OBJETIVO 1 – Reescreva todas as linhas das entradas, inclusive as solicitações, aumentando em 38 cada coordenada dos pontos nas respostas.

TEXTO –

>>

Mas aqui ele situa a distinção no plano ético. Pois reconhecer a distinção é
reconhecer a existência de um Real que impulsiona a experiência humana a ir
para além do princípio do prazer. Este Real será designado por
Lacan como das
Ding. Um conceito que o psicanalista acreditava ser simétrico ao das Gute kantiano. Lacan irá encontrar das
Ding em um manuscrito de Freud, Projeto
para uma psicologia científica. Após o Seminário VII, das Ding vai praticamente desaparecer dos textos lacanianos, já
que, de uma certa maneira, sua função será absorvido pelo objeto petit a[52].
O que irá complicar radicalmente a distinção entre fantasma e Real. Se retornarmos a Freud, veremos que o movimento próprio ao
desejo é pensado através da repetição
alucinatória de experiências primeiras de satisfação. Estas primeiras
experiências deixam imagens mnésicas de satisfação no
sistema psíquico. Quando um estado de tensão ou de desejo reaparece, o sistema
psíquico atualiza de uma maneira automática tais imagens, sem saber se o objeto
correspondente está ou não está efetivamente presente. A fim de não confundir
percepção e alucinação, faz-se necessária a presença de um princípio de
realidade. No Projeto, Freud fala da
necessidade de um índice de realidade
(Realitätszeichen) vindo da percepção
de um objeto no mundo exterior. O fator complicador é que Freud sabe como a articulação entre
a percepção de um objeto no mundo exterior e a imagem mnésica de satisfação
pressupõe uma possibilidade de julgamento (Urteil)

<<

OBJETIVO 2 – Transcreva do texto sobre Lacan e Freud tudo o que vai desde "Mas aqui ele" até "objeto petit a[52].", sem alterar nada.

Registros

>>

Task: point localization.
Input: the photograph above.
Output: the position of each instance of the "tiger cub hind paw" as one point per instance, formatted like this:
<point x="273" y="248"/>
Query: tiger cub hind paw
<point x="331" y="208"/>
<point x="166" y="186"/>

<<

RESULTADO ESPERADO 1 –
Task: point localization.
Input: the photograph above.
Output: the position of each instance of the "tiger cub hind paw" as one point per instance, formatted like this:
<point x="273" y="248"/>
Query: tiger cub hind paw
<point x="369" y="246"/>
<point x="204" y="224"/>

RESULTADO ESPERADO 2 –
Mas aqui ele situa a distinção no plano ético. Pois reconhecer a distinção é
reconhecer a existência de um Real que impulsiona a experiência humana a ir
para além do princípio do prazer. Este Real será designado por
Lacan como das
Ding. Um conceito que o psicanalista acreditava ser simétrico ao das Gute kantiano. Lacan irá encontrar das
Ding em um manuscrito de Freud, Projeto
para uma psicologia científica. Após o Seminário VII, das Ding vai praticamente desaparecer dos textos lacanianos, já
que, de uma certa maneira, sua função será absorvido pelo objeto petit a[52].